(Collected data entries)
##############################

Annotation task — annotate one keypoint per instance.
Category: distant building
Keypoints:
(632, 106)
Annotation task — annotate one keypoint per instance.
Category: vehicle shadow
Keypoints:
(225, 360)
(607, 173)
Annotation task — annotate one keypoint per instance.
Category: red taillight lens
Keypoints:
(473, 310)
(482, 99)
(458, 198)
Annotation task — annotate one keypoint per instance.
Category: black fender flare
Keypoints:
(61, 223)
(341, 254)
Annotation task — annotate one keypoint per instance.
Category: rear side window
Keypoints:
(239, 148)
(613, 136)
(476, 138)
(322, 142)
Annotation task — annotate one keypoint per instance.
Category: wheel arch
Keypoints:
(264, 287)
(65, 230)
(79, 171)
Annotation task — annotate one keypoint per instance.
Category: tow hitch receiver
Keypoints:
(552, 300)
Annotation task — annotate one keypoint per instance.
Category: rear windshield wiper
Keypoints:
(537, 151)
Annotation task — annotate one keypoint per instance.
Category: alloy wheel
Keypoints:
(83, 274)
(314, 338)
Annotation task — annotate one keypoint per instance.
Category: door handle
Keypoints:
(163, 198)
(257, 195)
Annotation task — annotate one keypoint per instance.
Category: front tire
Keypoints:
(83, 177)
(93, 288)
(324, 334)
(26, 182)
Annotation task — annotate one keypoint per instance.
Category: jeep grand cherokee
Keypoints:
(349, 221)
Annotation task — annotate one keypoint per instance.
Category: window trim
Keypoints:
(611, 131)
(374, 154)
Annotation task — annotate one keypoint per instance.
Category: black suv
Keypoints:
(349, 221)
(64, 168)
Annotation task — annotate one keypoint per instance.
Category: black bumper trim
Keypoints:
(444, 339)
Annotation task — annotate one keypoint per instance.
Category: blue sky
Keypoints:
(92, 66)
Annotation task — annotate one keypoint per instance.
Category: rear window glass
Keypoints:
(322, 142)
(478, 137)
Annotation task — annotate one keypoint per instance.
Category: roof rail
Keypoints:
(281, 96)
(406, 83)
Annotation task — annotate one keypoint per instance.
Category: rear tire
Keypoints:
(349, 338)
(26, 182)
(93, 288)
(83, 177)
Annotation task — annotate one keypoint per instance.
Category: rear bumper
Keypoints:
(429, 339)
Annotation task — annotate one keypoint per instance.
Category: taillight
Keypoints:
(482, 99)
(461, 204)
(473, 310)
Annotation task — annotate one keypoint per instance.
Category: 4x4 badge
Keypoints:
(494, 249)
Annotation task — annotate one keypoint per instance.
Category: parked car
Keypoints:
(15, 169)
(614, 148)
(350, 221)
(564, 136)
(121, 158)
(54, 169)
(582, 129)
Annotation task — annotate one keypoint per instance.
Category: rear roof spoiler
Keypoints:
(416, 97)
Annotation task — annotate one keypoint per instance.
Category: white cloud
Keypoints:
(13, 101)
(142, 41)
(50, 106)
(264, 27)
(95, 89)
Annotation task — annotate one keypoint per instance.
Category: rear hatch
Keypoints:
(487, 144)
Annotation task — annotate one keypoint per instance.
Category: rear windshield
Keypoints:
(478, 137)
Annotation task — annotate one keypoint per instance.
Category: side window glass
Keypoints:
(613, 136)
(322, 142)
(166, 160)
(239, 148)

##############################

__What is expected__:
Please print verbatim each line from the first line of the entries above to the line that contains "Category: door handle", inclusive, and nothing more.

__Answer box__:
Annotation task — annotate one keypoint per instance.
Category: distant building
Keypoints:
(632, 106)
Annotation task — annotate one keypoint per instance.
Category: vehicle shadow
Keypoints:
(225, 360)
(607, 173)
Annotation task — annotate one keypoint per instance.
Category: red taillight lens
Keypoints:
(473, 310)
(482, 99)
(458, 198)
Annotation task — annotate one keypoint per instance.
Category: black fender flare
Keypoints:
(61, 223)
(341, 254)
Annotation task — annotate one keypoint per instance.
Category: rear side window
Keypoints:
(239, 148)
(613, 136)
(476, 138)
(322, 142)
Annotation task — annotate one keypoint per instance.
Category: wheel arch
Keypoints:
(264, 287)
(65, 230)
(79, 171)
Annotation task — annotate one keypoint per instance.
Category: tow hitch receiver
Keypoints:
(552, 300)
Annotation task — annotate one keypoint per instance.
Category: rear windshield wiper
Keypoints:
(537, 151)
Annotation task — annotate one keypoint per instance.
Category: alloy wheel
Keypoints:
(83, 274)
(314, 338)
Annotation task — annotate one keypoint per instance.
Category: door handle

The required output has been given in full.